Problem description: Would you give the listing again exactly as written, minus its pictures?

======== Provided data

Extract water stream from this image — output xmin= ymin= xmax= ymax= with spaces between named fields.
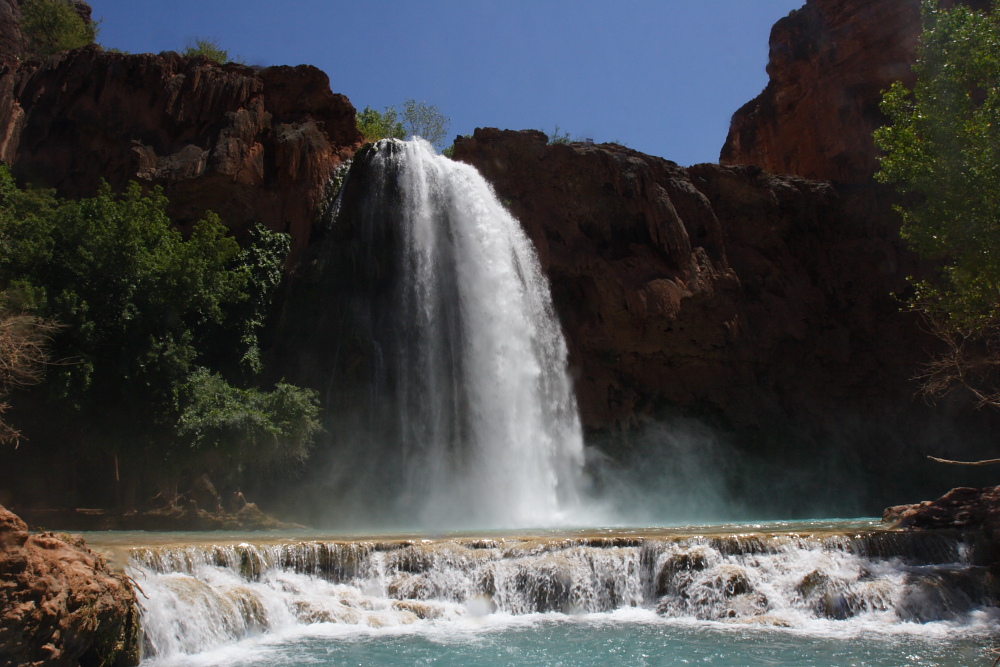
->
xmin=112 ymin=522 xmax=997 ymax=665
xmin=308 ymin=138 xmax=584 ymax=529
xmin=122 ymin=142 xmax=999 ymax=664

================

Reply to the task:
Extract water stream from this image — output xmin= ymin= xmax= ymax= with spaces between named fields.
->
xmin=112 ymin=522 xmax=997 ymax=665
xmin=308 ymin=138 xmax=584 ymax=529
xmin=122 ymin=142 xmax=999 ymax=664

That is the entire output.